## Exercise
Repeat each entry below exactly, omitting any picture it holds.

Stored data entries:
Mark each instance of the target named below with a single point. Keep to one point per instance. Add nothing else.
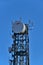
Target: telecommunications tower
(19, 50)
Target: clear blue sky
(27, 9)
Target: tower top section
(19, 27)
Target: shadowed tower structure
(19, 50)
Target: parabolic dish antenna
(18, 27)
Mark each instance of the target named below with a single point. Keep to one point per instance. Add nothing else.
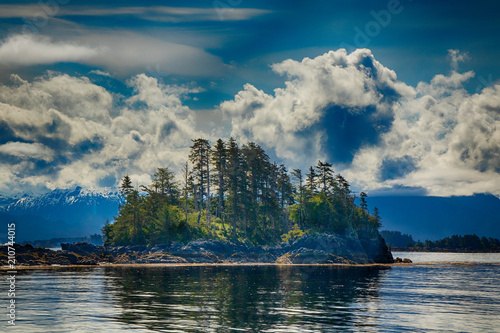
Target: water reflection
(248, 298)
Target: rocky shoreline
(367, 248)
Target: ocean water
(442, 293)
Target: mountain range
(59, 213)
(433, 218)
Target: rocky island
(233, 206)
(309, 249)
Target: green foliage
(397, 239)
(293, 234)
(236, 193)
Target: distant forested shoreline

## Completed task
Mark each instance of the target named below with a single point. Keep to one point per instance. Add nothing else.
Target: telecommunications tower
(19, 50)
Target: clear blue sky
(27, 9)
Target: tower top section
(19, 27)
Target: shadowed tower structure
(19, 50)
Target: parabolic dish antenna
(18, 27)
Mark each instance of the target named below with a single point. Keep to one point per instance. Add nothing else.
Target: water reflection
(248, 298)
Target: rocky shoreline
(367, 248)
Target: ocean water
(442, 293)
Target: mountain range
(59, 213)
(433, 218)
Target: rocky island
(233, 206)
(309, 249)
Target: green foliage
(397, 239)
(293, 234)
(236, 193)
Target: distant forested shoreline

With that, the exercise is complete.